** BEGIN **
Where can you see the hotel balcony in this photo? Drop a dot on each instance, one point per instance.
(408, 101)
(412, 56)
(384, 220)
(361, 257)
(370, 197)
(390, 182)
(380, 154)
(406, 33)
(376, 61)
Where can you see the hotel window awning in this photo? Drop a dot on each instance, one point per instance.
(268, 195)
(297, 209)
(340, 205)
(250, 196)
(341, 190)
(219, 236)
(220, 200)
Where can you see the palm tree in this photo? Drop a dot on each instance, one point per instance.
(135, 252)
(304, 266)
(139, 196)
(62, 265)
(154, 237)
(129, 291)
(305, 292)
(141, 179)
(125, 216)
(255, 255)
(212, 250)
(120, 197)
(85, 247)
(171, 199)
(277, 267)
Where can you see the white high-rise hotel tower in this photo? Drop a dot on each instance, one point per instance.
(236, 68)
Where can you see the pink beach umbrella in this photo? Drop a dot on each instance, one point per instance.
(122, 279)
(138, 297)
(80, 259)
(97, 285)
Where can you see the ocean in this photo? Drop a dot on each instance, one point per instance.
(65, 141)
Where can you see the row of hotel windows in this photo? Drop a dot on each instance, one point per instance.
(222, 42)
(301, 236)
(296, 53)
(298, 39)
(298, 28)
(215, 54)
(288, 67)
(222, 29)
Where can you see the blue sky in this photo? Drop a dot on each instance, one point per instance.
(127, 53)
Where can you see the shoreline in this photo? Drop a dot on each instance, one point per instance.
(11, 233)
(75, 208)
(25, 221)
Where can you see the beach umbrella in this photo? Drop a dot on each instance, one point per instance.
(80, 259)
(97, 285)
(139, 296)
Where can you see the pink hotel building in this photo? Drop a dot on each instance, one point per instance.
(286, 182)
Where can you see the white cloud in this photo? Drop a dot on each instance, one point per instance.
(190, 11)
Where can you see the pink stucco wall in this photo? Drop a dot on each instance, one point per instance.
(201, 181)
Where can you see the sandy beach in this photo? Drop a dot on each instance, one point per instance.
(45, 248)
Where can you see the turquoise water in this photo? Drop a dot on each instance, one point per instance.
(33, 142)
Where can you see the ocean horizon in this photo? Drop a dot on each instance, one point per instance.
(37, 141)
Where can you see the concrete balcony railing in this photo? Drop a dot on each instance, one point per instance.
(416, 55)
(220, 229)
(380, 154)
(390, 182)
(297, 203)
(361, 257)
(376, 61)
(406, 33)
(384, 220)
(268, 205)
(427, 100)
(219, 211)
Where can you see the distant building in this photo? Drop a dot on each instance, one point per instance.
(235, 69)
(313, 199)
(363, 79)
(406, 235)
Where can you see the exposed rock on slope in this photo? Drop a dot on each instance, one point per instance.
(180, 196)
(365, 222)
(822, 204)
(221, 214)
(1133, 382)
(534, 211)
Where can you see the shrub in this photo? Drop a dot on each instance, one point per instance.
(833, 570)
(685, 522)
** END **
Write down every line of the data exactly as it appears above.

_Correct response_
Where can you see the hotel balcony in this photo? Drop a dot on each instance, one point per instance.
(408, 101)
(412, 56)
(384, 220)
(361, 257)
(370, 197)
(390, 182)
(380, 154)
(406, 33)
(376, 61)
Where can you see the hotel window awning in this photo? Drop a dot on each instance, one point per instance.
(268, 195)
(297, 209)
(340, 205)
(250, 196)
(341, 190)
(219, 236)
(220, 200)
Where can you see the palm tree in this photo? Drop a dot on each instance, one point per instance.
(135, 252)
(304, 266)
(139, 196)
(62, 265)
(154, 237)
(129, 291)
(305, 292)
(141, 179)
(125, 216)
(255, 255)
(212, 250)
(120, 197)
(85, 247)
(171, 199)
(277, 267)
Where can you see the white high-rise hotel tower in this photo? Drop a dot on each instance, one point per instance.
(236, 68)
Where can you see the pink beach umbrella in this photo? Drop a dot on each instance, one point per instance.
(122, 279)
(138, 297)
(80, 259)
(97, 285)
Where can you see the ocean in this photo? Drop a dot on each instance, one point per instance.
(65, 141)
Where can you see the row of hotel windows in this photo? Drop a dot on each instance, one point per instance.
(222, 42)
(301, 236)
(296, 53)
(298, 39)
(298, 28)
(215, 54)
(288, 67)
(222, 29)
Where can you see the blue sky in this photo? Drop a dot on each instance, one point per instance.
(127, 53)
Where can you see the shoreline in this photo? Drop a dot on each instance, one point per instance.
(11, 233)
(75, 208)
(25, 221)
Where can you see the beach umbrella in this photo? Drop a dot on each instance, one point per instance.
(80, 259)
(97, 285)
(139, 296)
Where can you see the pink hotel building in this photo? Drop a dot on each instance, one point per instance.
(286, 182)
Where can you see the white cloud in this photo? Drop a dot on each instance, one point per instance.
(190, 11)
Where can you see the pink stucco wall in this photo? Drop a dot on each instance, one point per instance.
(201, 181)
Where can you see the sandy beach in this photo? Drop a dot on each instance, one point per instance.
(45, 248)
Where can you see the turquoise water in this photo? Drop a dot on each instance, one point per instance.
(33, 142)
Where can you see the ocean horizon in this photo? Drop a dot on each instance, one point per instance.
(37, 141)
Where can you see the concrete balcony railing in this photo? Drop a dot on each instance, one point per instance.
(416, 55)
(220, 229)
(380, 154)
(390, 182)
(297, 203)
(361, 257)
(376, 61)
(406, 33)
(384, 220)
(268, 205)
(427, 100)
(219, 211)
Where can you see the distant building in this photo? Drop a dot on each instance, one point per instance.
(235, 69)
(313, 199)
(363, 79)
(406, 235)
Where can you see the exposed rock on slope in this photo? Drop a dot on each instance, one point per instance.
(180, 196)
(365, 222)
(822, 204)
(221, 214)
(1133, 382)
(534, 211)
Where can you see the shrub in this photo? Drop a dot on each instance, one point per instance.
(833, 570)
(685, 522)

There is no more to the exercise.